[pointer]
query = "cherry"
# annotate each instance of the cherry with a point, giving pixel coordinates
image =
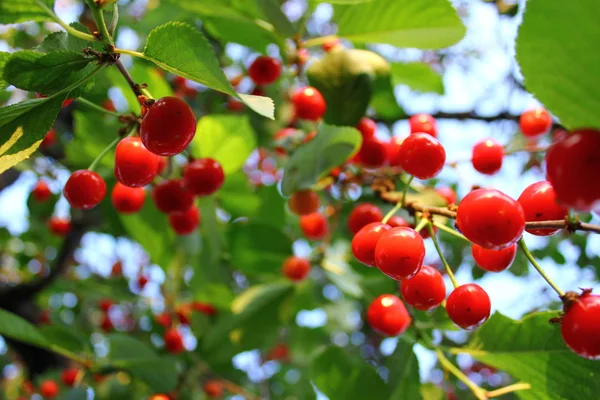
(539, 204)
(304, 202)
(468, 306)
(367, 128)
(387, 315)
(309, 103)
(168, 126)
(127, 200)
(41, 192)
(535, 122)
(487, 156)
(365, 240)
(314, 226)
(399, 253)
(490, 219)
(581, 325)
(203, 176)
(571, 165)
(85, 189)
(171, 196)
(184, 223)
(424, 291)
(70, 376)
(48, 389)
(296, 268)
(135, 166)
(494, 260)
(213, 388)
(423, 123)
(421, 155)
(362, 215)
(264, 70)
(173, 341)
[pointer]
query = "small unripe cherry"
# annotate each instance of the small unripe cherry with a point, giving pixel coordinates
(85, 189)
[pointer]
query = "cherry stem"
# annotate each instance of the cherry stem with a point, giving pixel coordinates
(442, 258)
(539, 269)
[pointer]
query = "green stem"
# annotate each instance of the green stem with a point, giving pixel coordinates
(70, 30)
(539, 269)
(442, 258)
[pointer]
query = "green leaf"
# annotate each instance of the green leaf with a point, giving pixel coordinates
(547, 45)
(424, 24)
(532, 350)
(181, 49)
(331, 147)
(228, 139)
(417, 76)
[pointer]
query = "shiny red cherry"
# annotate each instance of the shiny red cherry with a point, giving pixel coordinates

◆ WHAT YOU WILL DO ◆
Set down, word for word, every line from the line that holds "# annotate each instance of the cherry stem" to the end of the entries above, including both ends.

◆ WRITTEN RESPONSE ◆
# annotate each instance of the cherry stem with a point, giving pixel coordinates
(442, 258)
(539, 269)
[pointer]
query = "green stem"
# annotate each instance of the green stem with a point, giving pixel coordinates
(70, 30)
(539, 269)
(442, 258)
[pointer]
query = "green leaf"
# annotate each instance of the green leaf with a point, giving pixel coordinates
(547, 45)
(424, 24)
(532, 350)
(181, 49)
(331, 147)
(228, 139)
(417, 76)
[pointer]
query = "shiny red cherry"
# annotate each instance of the shiny red cherry with a point, giving pixel coordinates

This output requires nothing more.